[start of RECORDS TO PROCESS]

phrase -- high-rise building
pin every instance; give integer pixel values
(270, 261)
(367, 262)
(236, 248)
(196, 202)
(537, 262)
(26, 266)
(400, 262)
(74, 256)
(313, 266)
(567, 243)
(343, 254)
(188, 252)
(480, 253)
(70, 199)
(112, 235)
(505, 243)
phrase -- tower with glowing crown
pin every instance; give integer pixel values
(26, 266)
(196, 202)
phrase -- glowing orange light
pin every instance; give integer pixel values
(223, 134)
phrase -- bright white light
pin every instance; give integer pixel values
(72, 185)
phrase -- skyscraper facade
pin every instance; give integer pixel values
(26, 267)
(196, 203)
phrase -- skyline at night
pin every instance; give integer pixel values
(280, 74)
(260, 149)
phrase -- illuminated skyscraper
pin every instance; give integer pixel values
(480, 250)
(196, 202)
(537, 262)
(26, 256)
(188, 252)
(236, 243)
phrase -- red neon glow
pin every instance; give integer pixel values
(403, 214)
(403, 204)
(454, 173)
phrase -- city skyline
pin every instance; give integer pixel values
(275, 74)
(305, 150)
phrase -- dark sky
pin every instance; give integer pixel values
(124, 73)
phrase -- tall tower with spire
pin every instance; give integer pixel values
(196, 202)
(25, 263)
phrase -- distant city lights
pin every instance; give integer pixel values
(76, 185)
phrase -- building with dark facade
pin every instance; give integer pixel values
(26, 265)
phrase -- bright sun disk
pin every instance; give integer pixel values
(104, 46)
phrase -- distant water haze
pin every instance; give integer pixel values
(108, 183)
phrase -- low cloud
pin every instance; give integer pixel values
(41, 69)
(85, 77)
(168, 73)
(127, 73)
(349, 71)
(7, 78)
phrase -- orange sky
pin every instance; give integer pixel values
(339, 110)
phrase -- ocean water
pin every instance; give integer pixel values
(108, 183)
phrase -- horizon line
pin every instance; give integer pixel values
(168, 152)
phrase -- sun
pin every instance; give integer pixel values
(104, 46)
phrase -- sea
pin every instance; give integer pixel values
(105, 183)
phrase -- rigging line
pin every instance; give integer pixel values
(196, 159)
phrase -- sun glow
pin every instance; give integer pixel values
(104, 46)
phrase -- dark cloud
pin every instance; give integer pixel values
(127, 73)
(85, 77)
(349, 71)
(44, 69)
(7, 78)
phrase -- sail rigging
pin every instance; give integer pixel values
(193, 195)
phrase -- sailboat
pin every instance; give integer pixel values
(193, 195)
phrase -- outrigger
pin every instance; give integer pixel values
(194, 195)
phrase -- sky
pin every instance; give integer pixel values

[end of RECORDS TO PROCESS]

AIM OF THE EXERCISE:
Rewrite all of the data above as a numbered list, leaving out any blank lines.

COMPLETE RESPONSE:
1. phrase -- high-rise building
2. pin every instance; give integer pixel values
3. (270, 261)
4. (367, 262)
5. (236, 248)
6. (196, 202)
7. (537, 262)
8. (26, 266)
9. (400, 262)
10. (74, 256)
11. (313, 266)
12. (567, 243)
13. (343, 254)
14. (188, 252)
15. (480, 253)
16. (70, 199)
17. (112, 235)
18. (505, 243)
19. phrase -- tower with glowing crown
20. pin every instance; give integer pixel values
21. (26, 266)
22. (196, 202)
23. phrase -- glowing orange light
24. pin every instance; give integer pixel values
25. (223, 134)
26. phrase -- bright white light
27. pin every instance; give integer pixel values
28. (72, 185)
29. phrase -- skyscraper facade
30. pin every instance; give integer pixel values
31. (26, 267)
32. (196, 203)
33. phrase -- skyline at night
34. pin every instance; give integer pixel values
35. (280, 74)
36. (260, 149)
37. phrase -- illuminated skyscraper
38. pin every instance; give integer pixel values
39. (480, 250)
40. (196, 202)
41. (537, 262)
42. (26, 256)
43. (188, 252)
44. (236, 243)
45. phrase -- red neon glow
46. pin every instance; give integer pixel values
47. (403, 214)
48. (403, 204)
49. (454, 173)
50. phrase -- city skyline
51. pin every instance; give integer pixel values
52. (275, 74)
53. (305, 150)
54. phrase -- dark sky
55. pin every instance; give integer pixel values
56. (124, 73)
57. phrase -- tall tower with spire
58. pin every instance; give integer pixel values
59. (196, 202)
60. (25, 263)
61. phrase -- distant city lights
62. pin every instance; give integer pixel values
63. (76, 185)
64. phrase -- building with dark facade
65. pin every instance; give integer pixel values
66. (26, 265)
67. phrase -- bright sun disk
68. pin every instance; give integer pixel values
69. (104, 46)
70. phrase -- distant water haze
71. pin every instance; give integer pixel values
72. (108, 183)
73. phrase -- low cloud
74. pin every instance; give integer pixel values
75. (41, 69)
76. (85, 77)
77. (168, 73)
78. (127, 73)
79. (349, 71)
80. (7, 78)
81. phrase -- orange sky
82. pin every instance; give integer pixel values
83. (339, 110)
84. phrase -- ocean water
85. pin every instance; give integer pixel values
86. (108, 183)
87. phrase -- horizon line
88. pin every instance; give integer pixel values
89. (168, 152)
90. phrase -- sun
91. pin every instance; give integer pixel values
92. (104, 46)
93. phrase -- sea
94. pin every instance; give integer pixel values
95. (105, 183)
96. phrase -- rigging line
97. pin every instance; give integer pixel values
98. (196, 159)
99. phrase -- sun glow
100. pin every instance; give integer pixel values
101. (104, 46)
102. phrase -- dark cloud
103. pin every instance; give integer pixel values
104. (127, 73)
105. (85, 77)
106. (349, 71)
107. (44, 69)
108. (7, 78)
109. phrase -- sail rigging
110. pin every instance; give integer pixel values
111. (193, 195)
112. phrase -- sailboat
113. pin every instance; give integer pixel values
114. (193, 195)
115. phrase -- outrigger
116. pin every instance; give integer pixel values
117. (194, 195)
118. phrase -- sky
119. pin every instance; give integer pixel values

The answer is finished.